» **Your assignment**
Each line of the data is to be output verbatim, with the images removed.
====== Excerpted data ======
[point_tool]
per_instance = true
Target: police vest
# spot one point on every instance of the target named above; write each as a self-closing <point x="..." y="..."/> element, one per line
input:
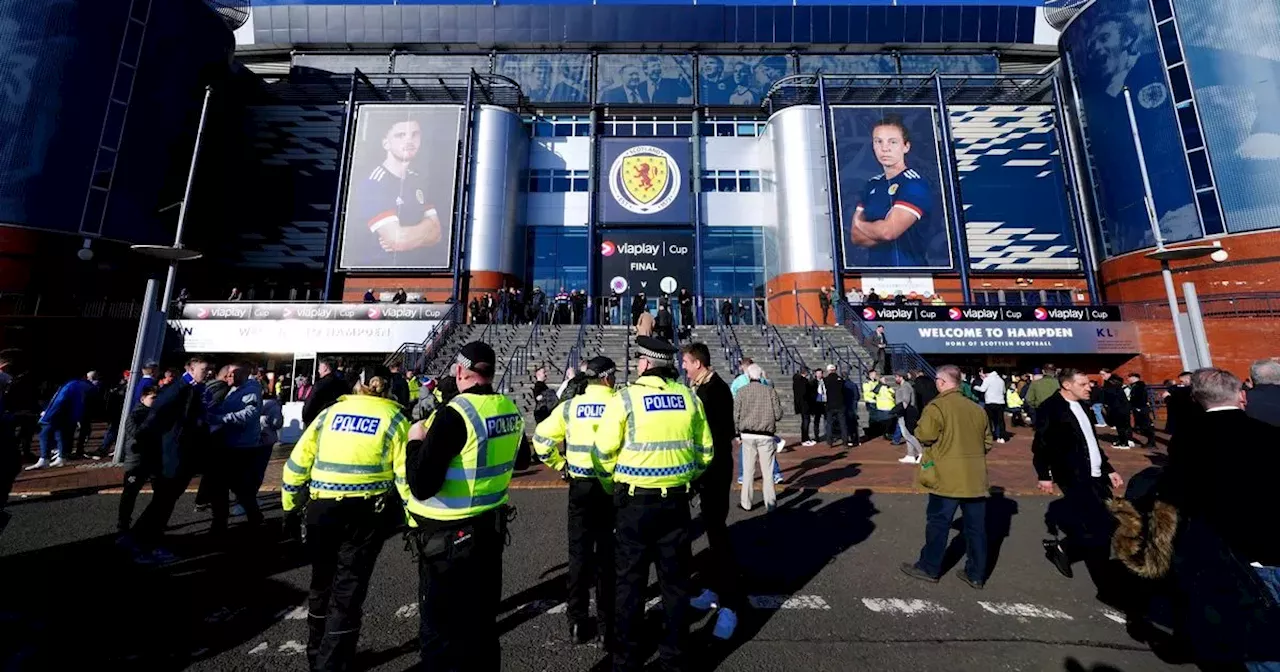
<point x="1013" y="400"/>
<point x="885" y="397"/>
<point x="653" y="435"/>
<point x="347" y="451"/>
<point x="478" y="476"/>
<point x="868" y="394"/>
<point x="572" y="424"/>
======
» **Answer**
[point_tool]
per_instance = true
Target: police vest
# spot one point on every instance of the target named above; write each as a self-closing <point x="..." y="..."/> element, one per line
input:
<point x="1013" y="400"/>
<point x="885" y="397"/>
<point x="653" y="435"/>
<point x="347" y="451"/>
<point x="478" y="476"/>
<point x="868" y="394"/>
<point x="572" y="424"/>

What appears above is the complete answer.